GREELEY, Colo. — JBS USA Lux S.A. (“JBS USA”) today announced that it, JBS USA Food Company and JBS USA Finance, Inc. have successfully priced at par their offering of $500.0 million aggregate principal amount of senior notes maturing December 1, 2031 (the “Notes”). The Notes have an interest rate of 3.750%. The offering is expected to close on May 28, 2021, subject to customary closing conditions.
JBS USA intends to use the net proceeds from the offering of the Notes to finance the acquisition of Vivera Topholding BV (the “Vivera Acquisition”), the third largest manufacturer of plant-based food products in Europe, and to pay related fees and expenses, with any remaining net proceeds for general corporate purposes. If for any reason the Vivera Acquisition is not completed, JBS USA expects to use the net proceeds from the offering of Notes for general corporate purposes.

-------

*ACTIVITY*: Rewrite the press release on the JBS USA notes offering between "GREELEY, Colo. —" and "Notes for general corporate purposes.", inclusive, substituting "net cash proceeds" for every occurrence of "net proceeds".

-------

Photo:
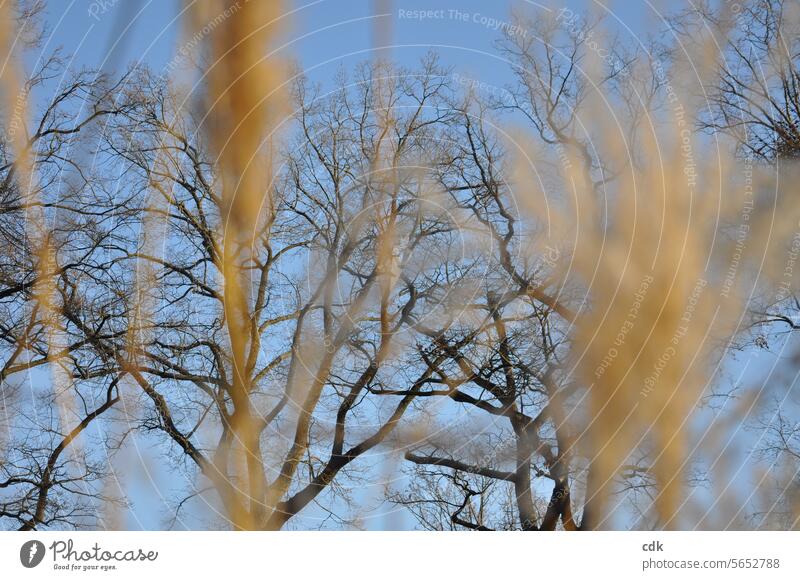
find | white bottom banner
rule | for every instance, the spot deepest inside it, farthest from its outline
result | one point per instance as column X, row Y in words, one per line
column 400, row 555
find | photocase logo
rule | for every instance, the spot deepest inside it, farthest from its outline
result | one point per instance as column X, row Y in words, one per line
column 31, row 553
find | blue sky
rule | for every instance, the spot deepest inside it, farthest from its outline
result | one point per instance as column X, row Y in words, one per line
column 322, row 36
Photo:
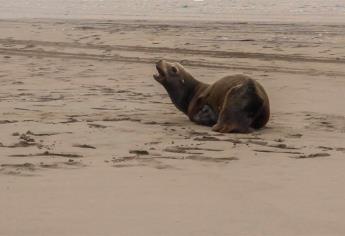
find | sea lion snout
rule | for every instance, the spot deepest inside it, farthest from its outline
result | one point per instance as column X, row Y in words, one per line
column 161, row 75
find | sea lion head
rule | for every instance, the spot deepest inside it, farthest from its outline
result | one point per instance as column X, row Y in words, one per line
column 179, row 84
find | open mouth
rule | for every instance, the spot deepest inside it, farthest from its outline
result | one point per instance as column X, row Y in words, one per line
column 160, row 75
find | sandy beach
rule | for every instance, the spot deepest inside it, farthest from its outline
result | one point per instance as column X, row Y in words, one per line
column 92, row 145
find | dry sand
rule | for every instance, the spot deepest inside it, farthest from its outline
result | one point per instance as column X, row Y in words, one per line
column 91, row 144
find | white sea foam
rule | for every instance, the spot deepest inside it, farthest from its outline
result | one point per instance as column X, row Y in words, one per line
column 227, row 10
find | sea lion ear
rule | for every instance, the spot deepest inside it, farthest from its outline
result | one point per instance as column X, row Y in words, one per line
column 174, row 69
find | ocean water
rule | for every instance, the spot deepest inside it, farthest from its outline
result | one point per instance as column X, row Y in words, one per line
column 224, row 10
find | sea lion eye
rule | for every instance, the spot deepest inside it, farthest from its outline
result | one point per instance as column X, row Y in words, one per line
column 174, row 69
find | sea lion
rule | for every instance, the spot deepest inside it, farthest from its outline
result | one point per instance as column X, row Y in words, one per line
column 235, row 103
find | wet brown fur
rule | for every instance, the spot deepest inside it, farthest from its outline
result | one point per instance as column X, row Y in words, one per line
column 234, row 103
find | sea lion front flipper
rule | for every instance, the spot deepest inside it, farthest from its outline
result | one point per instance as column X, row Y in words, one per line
column 236, row 112
column 206, row 116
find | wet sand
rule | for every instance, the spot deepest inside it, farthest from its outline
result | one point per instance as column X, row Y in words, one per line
column 91, row 144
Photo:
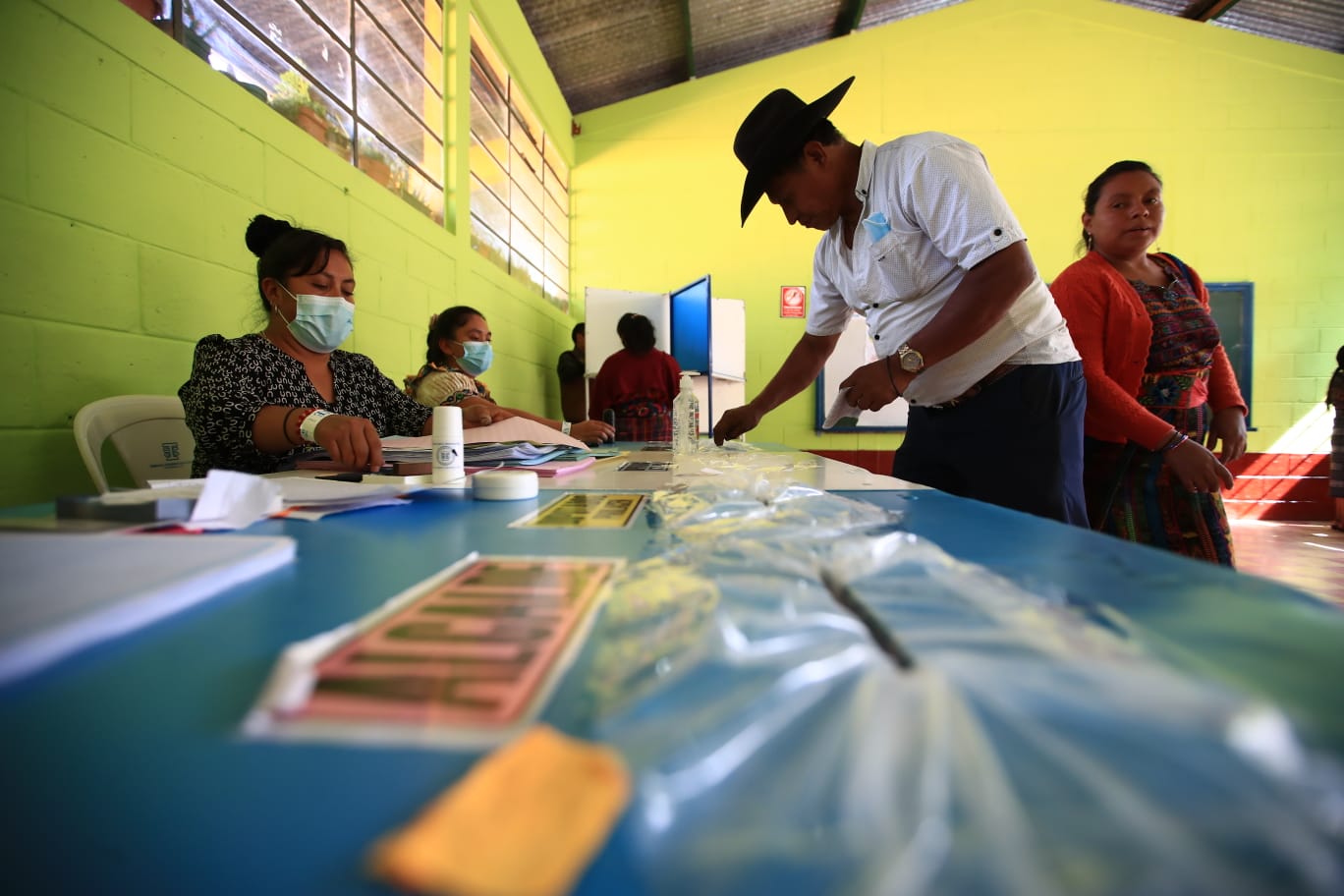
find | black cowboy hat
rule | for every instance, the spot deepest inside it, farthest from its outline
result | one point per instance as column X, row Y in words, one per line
column 773, row 132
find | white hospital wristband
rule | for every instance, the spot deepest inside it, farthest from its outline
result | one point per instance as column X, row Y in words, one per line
column 308, row 426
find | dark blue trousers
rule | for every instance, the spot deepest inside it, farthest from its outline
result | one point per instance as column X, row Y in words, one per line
column 1018, row 443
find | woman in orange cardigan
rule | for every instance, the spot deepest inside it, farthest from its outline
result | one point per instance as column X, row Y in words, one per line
column 1160, row 387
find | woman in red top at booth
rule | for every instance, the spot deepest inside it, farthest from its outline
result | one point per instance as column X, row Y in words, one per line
column 638, row 384
column 1161, row 394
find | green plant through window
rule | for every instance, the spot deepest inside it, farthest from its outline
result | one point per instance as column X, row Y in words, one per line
column 362, row 77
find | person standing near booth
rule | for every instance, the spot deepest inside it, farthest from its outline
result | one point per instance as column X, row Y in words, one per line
column 1161, row 394
column 921, row 242
column 570, row 369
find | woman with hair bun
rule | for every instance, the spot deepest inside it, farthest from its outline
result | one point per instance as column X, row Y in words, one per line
column 638, row 384
column 255, row 402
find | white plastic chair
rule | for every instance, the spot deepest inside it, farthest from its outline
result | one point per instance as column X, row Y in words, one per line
column 149, row 432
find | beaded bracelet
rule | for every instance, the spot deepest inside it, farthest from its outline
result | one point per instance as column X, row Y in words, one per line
column 1172, row 442
column 308, row 423
column 284, row 427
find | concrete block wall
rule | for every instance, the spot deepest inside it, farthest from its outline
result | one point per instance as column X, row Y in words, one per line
column 131, row 171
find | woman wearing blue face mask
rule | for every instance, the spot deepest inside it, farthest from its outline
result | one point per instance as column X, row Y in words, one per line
column 459, row 350
column 255, row 402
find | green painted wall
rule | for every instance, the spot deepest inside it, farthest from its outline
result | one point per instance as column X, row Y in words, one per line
column 131, row 171
column 1248, row 134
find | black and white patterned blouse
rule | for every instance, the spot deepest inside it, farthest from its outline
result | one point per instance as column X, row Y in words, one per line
column 231, row 379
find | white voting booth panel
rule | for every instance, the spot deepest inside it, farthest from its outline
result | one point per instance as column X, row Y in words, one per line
column 727, row 347
column 855, row 350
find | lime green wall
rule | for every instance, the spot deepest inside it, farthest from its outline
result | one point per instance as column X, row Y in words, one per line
column 1248, row 134
column 131, row 171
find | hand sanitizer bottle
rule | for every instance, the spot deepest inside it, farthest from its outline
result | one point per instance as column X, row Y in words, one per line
column 686, row 418
column 446, row 443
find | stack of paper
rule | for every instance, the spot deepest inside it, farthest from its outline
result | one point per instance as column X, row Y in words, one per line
column 512, row 441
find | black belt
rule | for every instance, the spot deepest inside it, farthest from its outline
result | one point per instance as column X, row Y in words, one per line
column 990, row 377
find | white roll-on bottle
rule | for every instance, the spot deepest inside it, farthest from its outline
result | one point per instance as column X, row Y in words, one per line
column 446, row 443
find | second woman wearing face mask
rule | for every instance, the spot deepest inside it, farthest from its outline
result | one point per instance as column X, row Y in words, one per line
column 457, row 352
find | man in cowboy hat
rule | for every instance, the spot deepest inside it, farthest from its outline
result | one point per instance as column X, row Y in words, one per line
column 920, row 241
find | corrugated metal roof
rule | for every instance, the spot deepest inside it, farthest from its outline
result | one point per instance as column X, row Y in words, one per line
column 602, row 51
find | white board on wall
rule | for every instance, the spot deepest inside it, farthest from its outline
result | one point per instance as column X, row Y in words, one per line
column 855, row 350
column 729, row 350
column 605, row 307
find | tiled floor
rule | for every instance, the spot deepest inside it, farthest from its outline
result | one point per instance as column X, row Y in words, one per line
column 1308, row 556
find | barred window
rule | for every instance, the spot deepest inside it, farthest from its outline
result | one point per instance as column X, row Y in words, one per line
column 521, row 186
column 364, row 77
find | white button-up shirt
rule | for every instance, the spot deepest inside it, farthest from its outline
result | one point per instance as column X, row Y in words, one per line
column 930, row 212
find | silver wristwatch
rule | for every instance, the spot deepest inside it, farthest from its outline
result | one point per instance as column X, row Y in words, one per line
column 912, row 362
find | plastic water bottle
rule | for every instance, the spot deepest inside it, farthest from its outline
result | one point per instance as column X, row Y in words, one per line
column 686, row 418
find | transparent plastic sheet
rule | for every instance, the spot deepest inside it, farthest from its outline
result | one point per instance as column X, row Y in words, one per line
column 740, row 460
column 1030, row 752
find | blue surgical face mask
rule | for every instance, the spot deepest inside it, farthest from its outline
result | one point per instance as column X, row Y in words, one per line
column 476, row 358
column 321, row 322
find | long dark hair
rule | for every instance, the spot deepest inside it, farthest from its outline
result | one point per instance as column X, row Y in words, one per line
column 636, row 332
column 284, row 251
column 1099, row 183
column 445, row 325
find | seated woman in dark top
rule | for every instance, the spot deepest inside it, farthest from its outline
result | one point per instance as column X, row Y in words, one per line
column 256, row 401
column 638, row 384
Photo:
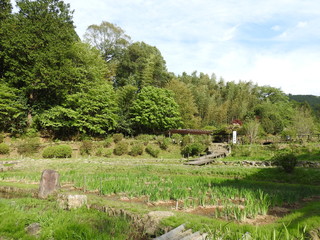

-------

*RESPONSE AREA*:
GREELEY, Colo. — JBS USA Lux S.A. (“JBS USA”) today announced that it, JBS USA Food Company and JBS USA Finance, Inc. have successfully priced at par their offering of $500.0 million aggregate principal amount of senior notes maturing December 1, 2031 (the “Notes”). The Notes have an interest rate of 3.750%. The offering is expected to close on May 28, 2021, subject to customary closing conditions.
JBS USA intends to use the net cash proceeds from the offering of the Notes to finance the acquisition of Vivera Topholding BV (the “Vivera Acquisition”), the third largest manufacturer of plant-based food products in Europe, and to pay related fees and expenses, with any remaining net cash proceeds for general corporate purposes. If for any reason the Vivera Acquisition is not completed, JBS USA expects to use the net cash proceeds from the offering of Notes for general corporate purposes.